Subsequent to Yoo’s memos for the CIA and the DOD, torture and abuse of prisoners continued, with tortures being used in combinations and for extended periods of time on individual prisoners. People in the CIA who were perpetrating or authorizing the tortures remained worried despite the “golden shield,” “get out of jail free cards” that had been issued by Yoo, however. They remained worried particularly because of the effects of the use of tortures in combination, which Yoo had not covered. They demanded new, broader attempted “golden shields,” golden shields that would cover combinations of tortures.
In 2005 Stephen Bradbury was appointed head of OLC on a probationary basis. That is, he was made interim head, with promotion to the prestigious position of permanent head, a position he coveted, being dependent on performance that satisfied his political masters, Gonzales, Cheney and Addington. Bradbury thereupon wrote legal memoranda justifying and seeking to legalize torture, including tortures undertaken in wholesale combinations. His desire for appointment as permanent head of OLC was then realized.
V. WARNINGS GIVEN THE EXECUTIVE ACTORS THAT THEIR ACTIONS WERE ILLEGAL AND MUST STOP -- WARNINGS THAT THEY DELIBERATELY ESCHEWED.
It is claimed by apologists that war criminal culprits should not be prosecuted because they thought what they were doing was lawful. That claim simply cannot be sustained. No person, at least no person of sufficient intelligence to have risen to a responsible level of American government, can reasonably fail to know that the imposition of torture is unlawful and that the imposition of horrible pain and fear by beatings, waterboarding, stringing people up by the arms for hours and days on end, etc., are torture.
Indeed, it was precisely the culprits’ knowledge that what they were doing was illegal torture which caused CIA officers to demand “golden shields” in order to try to escape future prosecutions by pointing to memos authorizing them to commit crimes and giving the President unfettered power to authorize crimes.
Beyond this, with the existence of unlawful torture being obvious to any sensate person, the false legal memos cannot enable the culprits to escape prosecution. The Nuremberg principles set their face against any argument that one can be excused on the ground that he or she was merely following transparently illegal orders, as here.
There is also the important fact that, when they ultimately found out what was going on, a host of persons in the Executive Branch, including both knowledgeable and experienced lawyers as well as laymen, told the culpable actors that what they were writing or doing was illegal, could lead to prosecutions, and must stop. But wishing to continue the torture and abuse, the culpable Executive actors deliberately ignored these warnings, and even threatened and verbally abused those who issued them, in order to try to prevent the warnings from continuing.
It is often publicly pretended by the Executive culprits and their apologists, that all the advice they received was in favor of torture. To the contrary. We have here a situation in which they received extensive advice -- which they deliberately chose to ignore -- that what they were doing was illegal and could lead to prosecutions. Such advice came from knowledgeable and experienced persons including FBI agents, agents and officials of other investigative bodies, general counsels of the military services, the Judge Advocates General of the armed services, and State Department officials and lawyers.

Written exercise A: In the first block of the listing, copy the lines verbatim, starting at the line containing "of the blue" and ending at the line containing "[(344, 523)]".

Record set:
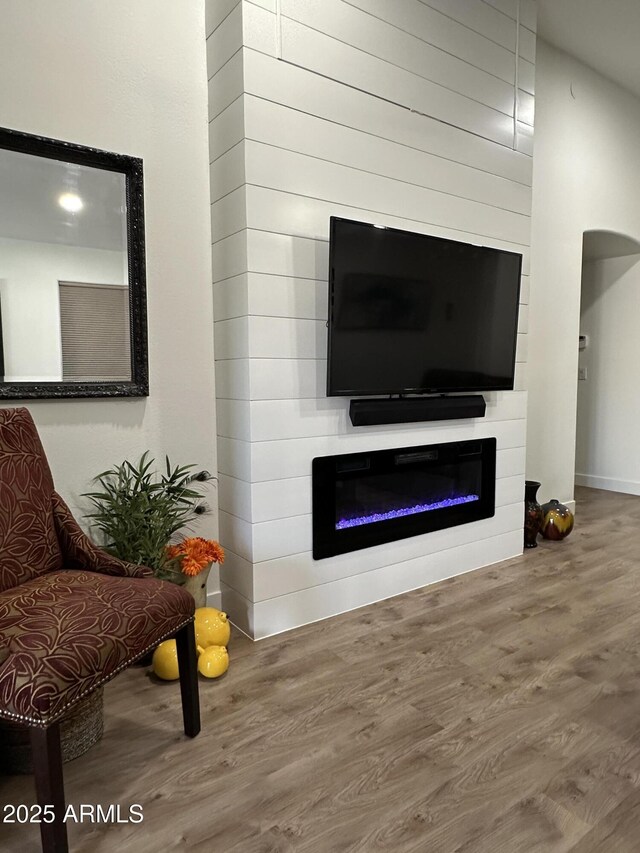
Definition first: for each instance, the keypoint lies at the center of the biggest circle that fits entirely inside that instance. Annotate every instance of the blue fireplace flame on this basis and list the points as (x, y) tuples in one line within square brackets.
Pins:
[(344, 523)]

---

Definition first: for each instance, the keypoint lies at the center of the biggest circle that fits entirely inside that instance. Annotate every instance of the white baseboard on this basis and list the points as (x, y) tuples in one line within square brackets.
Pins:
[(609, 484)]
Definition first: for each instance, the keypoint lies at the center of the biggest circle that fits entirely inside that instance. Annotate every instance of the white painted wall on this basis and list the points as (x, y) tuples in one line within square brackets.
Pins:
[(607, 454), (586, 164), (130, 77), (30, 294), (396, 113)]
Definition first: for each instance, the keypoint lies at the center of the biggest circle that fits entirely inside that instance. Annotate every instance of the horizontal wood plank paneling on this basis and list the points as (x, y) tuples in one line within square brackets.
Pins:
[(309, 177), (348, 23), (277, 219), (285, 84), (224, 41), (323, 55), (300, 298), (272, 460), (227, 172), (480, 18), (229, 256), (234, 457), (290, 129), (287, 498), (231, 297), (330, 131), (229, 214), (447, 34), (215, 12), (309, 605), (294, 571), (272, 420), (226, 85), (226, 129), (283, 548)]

Written exercise B: Decide whether each statement agrees with the passage on the torture memos. Answer yes or no, and quote the deciding words. (i) Stephen Bradbury was first appointed head of OLC on a probationary basis in 2005. (ii) Yoo's memos covered the effects of using tortures in combination. (iii) Some of the advice that the conduct was illegal came from general counsels of the military services.

Correct result A:
Definition first: for each instance, the keypoint lies at the center of the biggest circle that fits entirely inside that instance. Annotate every instance of the blue fireplace flame on this basis and list the points as (x, y) tuples in one line within square brackets.
Pins:
[(344, 523)]

Correct result B:
(i) Yes: "In 2005 Stephen Bradbury was appointed head of OLC on a probationary basis."
(ii) No: "the effects of the use of tortures in combination, which Yoo had not covered"
(iii) Yes: "Such advice came from knowledgeable and experienced persons including FBI agents, agents and officials of other investigative bodies, general counsels of the military services"